# Luxury Black Heliochrome



## kaljer (Feb 2, 2003)

*Does anyone have pics of Heliochrome "Luxury Black" ?*

Hi guys,
I have been scouring the web to see what this color looks like, I searched vortex, google, ebay, yahoo and am coming up empty handed, does anyone have some or know where I can find some?
You would think for $4,000 VW would showcase it well on their site!
Thanks,
Jeremy


----------



## PanEuropean (Nov 3, 2001)

*Re: Does anyone have pics of Heliochrome "Luxury Black" ? (kaljer)*

I have seen a Phaeton painted in that colour in 'real life', but the paint doesn't really photograph well. It seems that no matter how one tries to take the pictures, they come out like pictures of a plain black car, or perhaps a Tarantella Black pearl-effect car.
In real life, though, the paint looks quite nice. It looks - well - black, but it changes shade somewhat as you walk around the car and see it in a different light.
Michael


----------



## PanEuropean (Nov 3, 2001)

*Re: Does anyone have pics of Heliochrome*

Finally, after looking for over a year, I found a Luxury Black Heliochrome Phaeton, parked inside a showroom with lots of windows - on a sunny day! So, I took a whole bunch of pictures, and here they are.
Some were taken with a flash, others without. In general, the car looks black - much the same as Tarantalla Black - if you look at it in flat light, or if it is dirty. But, when it is clean and polished, and it is sunny, wow, it is amazing.
The colour shift is very, very subtle. The colours that I see, depending on the angle, are black, vermilion, and a very dark green.
*Luxury Black Heliochrome*
no flash - looks black








with flash - see the hint of deep purple?








with flash - sort of deep purple or vermilion ahead of the rear wheel, greenish behind.








exact same photo as above, but no flash - looks black.
















no flash









with flash








with flash. Don't rely too much on this photo - the green does not stand out like this when you look at it with the naked eye.

------------------------

Exercise 1 →
In the thread about Luxury Black Heliochrome paint, which colors does the poster see in the paint depending on the angle?

Extracted records →
------------------------

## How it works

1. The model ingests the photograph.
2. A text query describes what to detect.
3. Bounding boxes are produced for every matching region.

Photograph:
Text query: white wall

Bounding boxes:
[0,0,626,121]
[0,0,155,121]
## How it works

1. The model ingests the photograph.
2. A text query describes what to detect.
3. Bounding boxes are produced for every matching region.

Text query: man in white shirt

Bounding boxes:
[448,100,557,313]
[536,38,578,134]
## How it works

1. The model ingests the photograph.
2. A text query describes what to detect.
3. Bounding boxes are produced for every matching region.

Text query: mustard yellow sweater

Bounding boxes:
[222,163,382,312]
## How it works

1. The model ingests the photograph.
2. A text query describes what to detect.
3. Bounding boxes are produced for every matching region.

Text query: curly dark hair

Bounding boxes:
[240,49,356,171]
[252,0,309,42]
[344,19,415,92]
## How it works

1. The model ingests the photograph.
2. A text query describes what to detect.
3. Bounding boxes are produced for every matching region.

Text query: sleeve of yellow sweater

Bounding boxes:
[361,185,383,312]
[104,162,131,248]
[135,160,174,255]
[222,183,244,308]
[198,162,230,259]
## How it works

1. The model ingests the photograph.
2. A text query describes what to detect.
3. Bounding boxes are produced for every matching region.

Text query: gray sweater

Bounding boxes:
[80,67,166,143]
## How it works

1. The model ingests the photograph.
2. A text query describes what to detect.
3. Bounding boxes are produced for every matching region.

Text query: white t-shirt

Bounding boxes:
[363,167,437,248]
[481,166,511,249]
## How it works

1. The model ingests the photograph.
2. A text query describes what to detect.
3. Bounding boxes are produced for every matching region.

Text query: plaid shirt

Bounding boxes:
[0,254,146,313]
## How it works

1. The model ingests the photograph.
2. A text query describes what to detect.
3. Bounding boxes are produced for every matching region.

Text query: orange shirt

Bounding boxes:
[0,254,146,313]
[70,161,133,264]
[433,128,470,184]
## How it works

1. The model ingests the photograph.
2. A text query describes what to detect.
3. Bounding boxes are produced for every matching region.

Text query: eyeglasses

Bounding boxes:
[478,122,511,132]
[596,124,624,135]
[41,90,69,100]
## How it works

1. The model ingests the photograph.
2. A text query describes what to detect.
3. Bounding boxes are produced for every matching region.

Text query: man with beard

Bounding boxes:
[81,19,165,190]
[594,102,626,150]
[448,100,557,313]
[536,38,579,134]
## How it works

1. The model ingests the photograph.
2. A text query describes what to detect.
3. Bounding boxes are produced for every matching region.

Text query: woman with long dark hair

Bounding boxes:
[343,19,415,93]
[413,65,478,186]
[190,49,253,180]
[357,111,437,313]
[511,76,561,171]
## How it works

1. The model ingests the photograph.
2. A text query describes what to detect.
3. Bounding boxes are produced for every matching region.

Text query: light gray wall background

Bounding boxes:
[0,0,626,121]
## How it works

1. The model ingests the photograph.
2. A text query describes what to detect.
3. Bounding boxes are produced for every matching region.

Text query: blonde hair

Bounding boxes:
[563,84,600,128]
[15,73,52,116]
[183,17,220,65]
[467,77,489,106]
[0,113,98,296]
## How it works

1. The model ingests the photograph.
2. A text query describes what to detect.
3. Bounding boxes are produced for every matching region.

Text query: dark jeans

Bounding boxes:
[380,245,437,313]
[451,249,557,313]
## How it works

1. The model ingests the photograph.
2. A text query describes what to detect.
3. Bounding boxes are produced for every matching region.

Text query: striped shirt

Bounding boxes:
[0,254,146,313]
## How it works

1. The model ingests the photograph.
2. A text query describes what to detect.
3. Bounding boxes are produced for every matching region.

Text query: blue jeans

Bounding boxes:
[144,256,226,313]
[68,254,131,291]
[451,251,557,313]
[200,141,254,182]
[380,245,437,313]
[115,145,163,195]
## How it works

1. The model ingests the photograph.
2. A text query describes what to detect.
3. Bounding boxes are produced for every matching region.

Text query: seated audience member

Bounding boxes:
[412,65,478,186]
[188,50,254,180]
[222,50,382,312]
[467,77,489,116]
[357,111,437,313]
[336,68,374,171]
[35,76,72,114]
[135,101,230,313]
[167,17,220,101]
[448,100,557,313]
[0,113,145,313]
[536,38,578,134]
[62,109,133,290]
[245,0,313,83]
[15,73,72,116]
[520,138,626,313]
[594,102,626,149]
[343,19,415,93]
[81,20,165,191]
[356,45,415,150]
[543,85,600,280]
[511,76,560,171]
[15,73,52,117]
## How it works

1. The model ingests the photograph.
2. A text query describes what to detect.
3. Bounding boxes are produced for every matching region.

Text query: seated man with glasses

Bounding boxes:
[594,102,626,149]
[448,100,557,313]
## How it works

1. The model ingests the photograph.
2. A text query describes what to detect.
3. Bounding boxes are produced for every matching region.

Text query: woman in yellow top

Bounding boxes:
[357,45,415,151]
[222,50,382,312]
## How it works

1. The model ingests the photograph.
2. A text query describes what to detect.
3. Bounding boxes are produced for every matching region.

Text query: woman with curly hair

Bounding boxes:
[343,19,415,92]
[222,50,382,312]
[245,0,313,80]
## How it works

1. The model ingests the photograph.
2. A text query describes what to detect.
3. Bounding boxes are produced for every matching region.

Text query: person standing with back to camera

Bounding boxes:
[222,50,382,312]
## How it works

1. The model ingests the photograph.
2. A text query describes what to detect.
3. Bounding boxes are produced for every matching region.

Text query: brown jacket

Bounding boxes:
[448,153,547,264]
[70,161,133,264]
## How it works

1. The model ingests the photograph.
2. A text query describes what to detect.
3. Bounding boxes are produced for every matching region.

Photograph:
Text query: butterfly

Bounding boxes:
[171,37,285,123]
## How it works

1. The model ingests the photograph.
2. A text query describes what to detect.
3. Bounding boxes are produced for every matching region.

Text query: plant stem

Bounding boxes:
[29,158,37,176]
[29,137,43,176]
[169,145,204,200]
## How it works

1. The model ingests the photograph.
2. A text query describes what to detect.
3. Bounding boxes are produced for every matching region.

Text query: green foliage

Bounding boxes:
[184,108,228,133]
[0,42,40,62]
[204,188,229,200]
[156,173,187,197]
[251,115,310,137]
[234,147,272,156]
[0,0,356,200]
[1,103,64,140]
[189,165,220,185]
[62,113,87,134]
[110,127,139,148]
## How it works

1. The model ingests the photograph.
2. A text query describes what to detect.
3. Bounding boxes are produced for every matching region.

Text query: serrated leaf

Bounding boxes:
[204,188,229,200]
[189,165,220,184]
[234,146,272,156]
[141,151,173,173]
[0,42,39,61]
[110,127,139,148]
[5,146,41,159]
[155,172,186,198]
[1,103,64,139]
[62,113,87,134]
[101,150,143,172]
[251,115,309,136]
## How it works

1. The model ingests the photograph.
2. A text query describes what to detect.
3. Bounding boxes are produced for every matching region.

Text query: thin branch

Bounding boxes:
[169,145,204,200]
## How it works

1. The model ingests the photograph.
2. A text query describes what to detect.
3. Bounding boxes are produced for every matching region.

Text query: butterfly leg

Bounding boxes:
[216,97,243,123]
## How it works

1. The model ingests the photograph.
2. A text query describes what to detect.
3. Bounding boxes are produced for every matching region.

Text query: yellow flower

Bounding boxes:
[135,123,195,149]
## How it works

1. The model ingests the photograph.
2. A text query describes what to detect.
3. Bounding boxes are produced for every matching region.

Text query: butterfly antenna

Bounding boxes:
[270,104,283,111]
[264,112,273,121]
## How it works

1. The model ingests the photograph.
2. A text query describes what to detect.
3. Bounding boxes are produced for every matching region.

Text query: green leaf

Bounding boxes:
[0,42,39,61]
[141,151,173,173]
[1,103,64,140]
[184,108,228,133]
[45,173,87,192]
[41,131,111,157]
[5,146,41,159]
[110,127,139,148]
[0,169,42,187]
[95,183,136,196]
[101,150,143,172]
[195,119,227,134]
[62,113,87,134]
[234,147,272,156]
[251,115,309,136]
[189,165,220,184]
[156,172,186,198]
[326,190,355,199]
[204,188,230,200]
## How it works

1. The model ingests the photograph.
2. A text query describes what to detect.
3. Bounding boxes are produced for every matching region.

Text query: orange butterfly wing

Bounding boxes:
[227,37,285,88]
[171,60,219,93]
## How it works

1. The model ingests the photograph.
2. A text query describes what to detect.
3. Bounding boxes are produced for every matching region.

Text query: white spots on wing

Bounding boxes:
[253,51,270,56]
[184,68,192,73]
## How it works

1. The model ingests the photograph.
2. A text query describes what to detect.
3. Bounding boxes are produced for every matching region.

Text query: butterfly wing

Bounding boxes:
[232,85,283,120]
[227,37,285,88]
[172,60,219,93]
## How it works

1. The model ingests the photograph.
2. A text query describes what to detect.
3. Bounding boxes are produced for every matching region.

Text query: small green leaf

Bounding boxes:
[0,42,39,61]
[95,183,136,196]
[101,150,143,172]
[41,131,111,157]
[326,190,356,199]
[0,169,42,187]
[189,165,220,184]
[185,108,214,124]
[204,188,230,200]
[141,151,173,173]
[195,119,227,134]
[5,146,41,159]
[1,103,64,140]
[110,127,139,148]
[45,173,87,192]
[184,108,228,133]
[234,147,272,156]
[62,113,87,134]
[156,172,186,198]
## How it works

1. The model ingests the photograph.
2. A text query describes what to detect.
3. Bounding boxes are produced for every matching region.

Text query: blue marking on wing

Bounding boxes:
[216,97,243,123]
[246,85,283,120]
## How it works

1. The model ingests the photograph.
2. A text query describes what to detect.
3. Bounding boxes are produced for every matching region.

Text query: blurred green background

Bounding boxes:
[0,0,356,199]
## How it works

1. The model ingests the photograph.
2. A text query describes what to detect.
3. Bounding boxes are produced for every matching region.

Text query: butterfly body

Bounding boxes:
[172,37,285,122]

------------------------

Exercise 2 →
Gather every line of the entries that contains the word "hair", matching case exactly.

Solution 1 →
Black, vermilion, and a very dark green.

Solution 2 →
Text query: curly dark hair
Text query: woman with long dark hair
Text query: blonde hair
Text query: woman with curly hair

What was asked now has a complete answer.